* _Working data_
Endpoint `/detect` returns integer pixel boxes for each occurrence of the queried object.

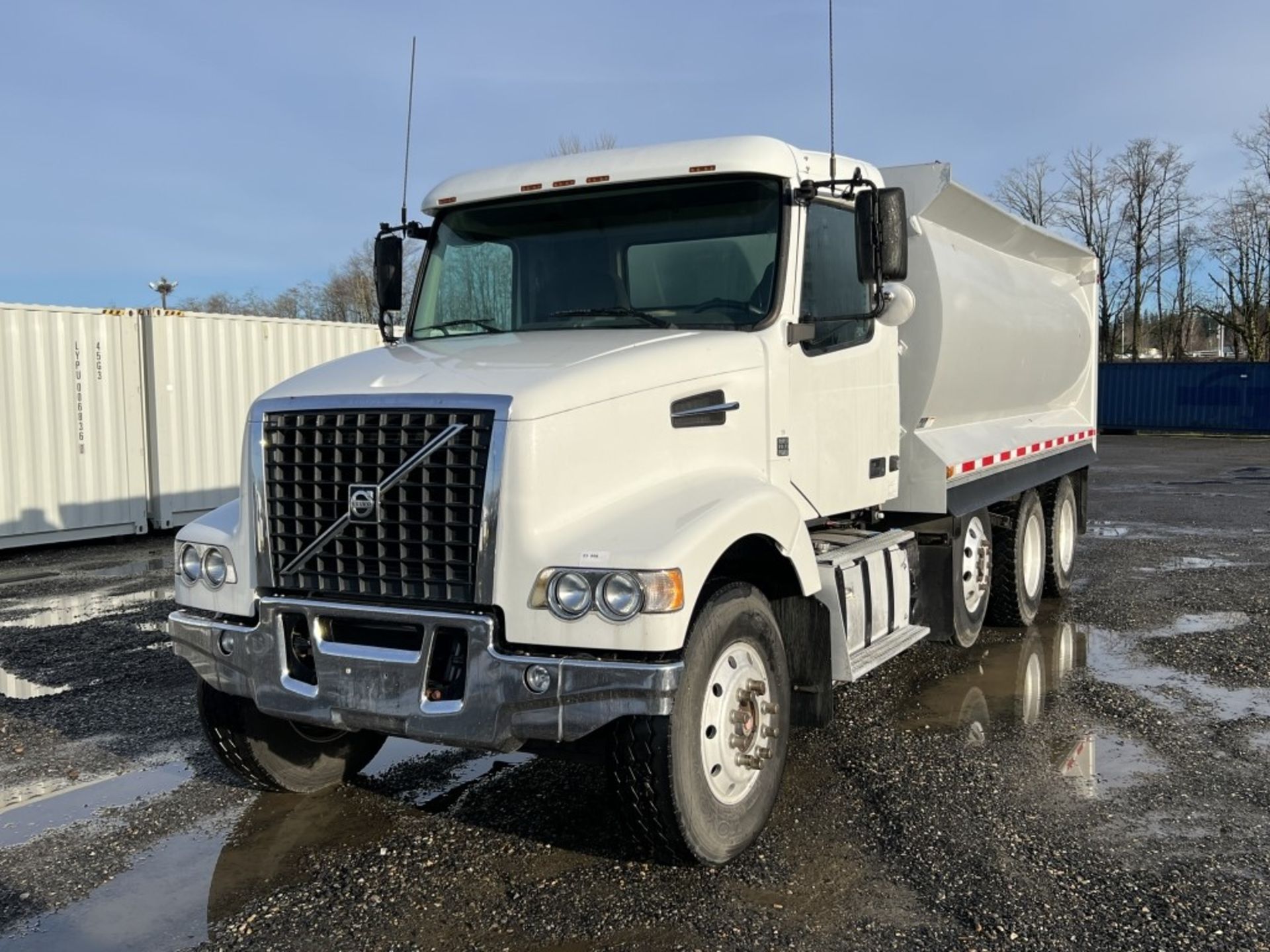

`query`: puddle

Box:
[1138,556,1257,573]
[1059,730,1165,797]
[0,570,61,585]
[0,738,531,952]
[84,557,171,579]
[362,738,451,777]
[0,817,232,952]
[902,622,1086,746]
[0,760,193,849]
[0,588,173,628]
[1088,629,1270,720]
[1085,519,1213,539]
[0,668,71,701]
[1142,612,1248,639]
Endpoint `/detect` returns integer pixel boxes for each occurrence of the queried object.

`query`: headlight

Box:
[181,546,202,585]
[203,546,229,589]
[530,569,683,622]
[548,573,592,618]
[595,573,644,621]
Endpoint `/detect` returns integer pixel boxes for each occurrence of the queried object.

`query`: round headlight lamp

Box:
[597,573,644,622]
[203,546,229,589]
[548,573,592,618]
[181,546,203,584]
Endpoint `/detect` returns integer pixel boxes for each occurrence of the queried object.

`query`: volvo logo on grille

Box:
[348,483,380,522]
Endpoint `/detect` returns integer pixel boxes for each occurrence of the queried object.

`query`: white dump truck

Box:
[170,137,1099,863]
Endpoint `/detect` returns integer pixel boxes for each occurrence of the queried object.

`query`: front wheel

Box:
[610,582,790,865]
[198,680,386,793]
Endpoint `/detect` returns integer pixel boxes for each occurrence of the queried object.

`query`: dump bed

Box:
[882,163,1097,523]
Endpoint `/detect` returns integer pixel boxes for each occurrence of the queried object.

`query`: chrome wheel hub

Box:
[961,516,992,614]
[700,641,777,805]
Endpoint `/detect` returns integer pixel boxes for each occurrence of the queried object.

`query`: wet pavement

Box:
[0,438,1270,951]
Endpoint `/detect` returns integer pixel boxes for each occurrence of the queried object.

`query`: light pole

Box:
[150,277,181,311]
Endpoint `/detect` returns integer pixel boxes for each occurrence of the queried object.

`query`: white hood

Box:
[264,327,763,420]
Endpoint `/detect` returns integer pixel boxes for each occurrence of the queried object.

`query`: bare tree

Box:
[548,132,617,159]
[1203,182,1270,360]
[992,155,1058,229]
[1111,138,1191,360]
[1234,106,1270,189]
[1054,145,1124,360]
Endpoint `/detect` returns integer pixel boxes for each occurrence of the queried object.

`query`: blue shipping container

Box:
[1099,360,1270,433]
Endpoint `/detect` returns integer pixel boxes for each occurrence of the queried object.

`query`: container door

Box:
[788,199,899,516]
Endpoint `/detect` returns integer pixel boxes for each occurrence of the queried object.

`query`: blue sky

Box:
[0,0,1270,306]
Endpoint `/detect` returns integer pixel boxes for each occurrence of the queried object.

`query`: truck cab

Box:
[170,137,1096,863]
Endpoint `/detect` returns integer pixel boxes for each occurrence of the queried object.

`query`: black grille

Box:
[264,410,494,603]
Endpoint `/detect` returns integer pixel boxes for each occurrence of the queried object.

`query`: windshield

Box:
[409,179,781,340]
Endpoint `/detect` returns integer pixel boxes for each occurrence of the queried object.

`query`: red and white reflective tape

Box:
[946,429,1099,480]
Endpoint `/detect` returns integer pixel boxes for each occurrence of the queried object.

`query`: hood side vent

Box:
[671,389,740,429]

* _What the task asks_
Scale the material from its first line up to and including the line with "[1142,612,1248,639]" by multiplying every box coordinate in the answers by 1.25 and rounding to whole numbers, with halves rounding up. Keep all other lines unchanged, and leave out the picture.

* _Result of the exercise_
Endpoint `/detect` returns integer pixel boxes for each occurrence of the queried object.


`query`: puddle

Box:
[1423,695,1571,716]
[1324,913,1456,996]
[0,713,76,731]
[0,923,664,1190]
[105,696,214,724]
[453,923,564,971]
[0,1021,290,1190]
[1128,778,1358,933]
[0,950,241,1061]
[0,735,216,785]
[1360,786,1588,900]
[1356,649,1516,674]
[0,835,89,876]
[1428,765,1560,799]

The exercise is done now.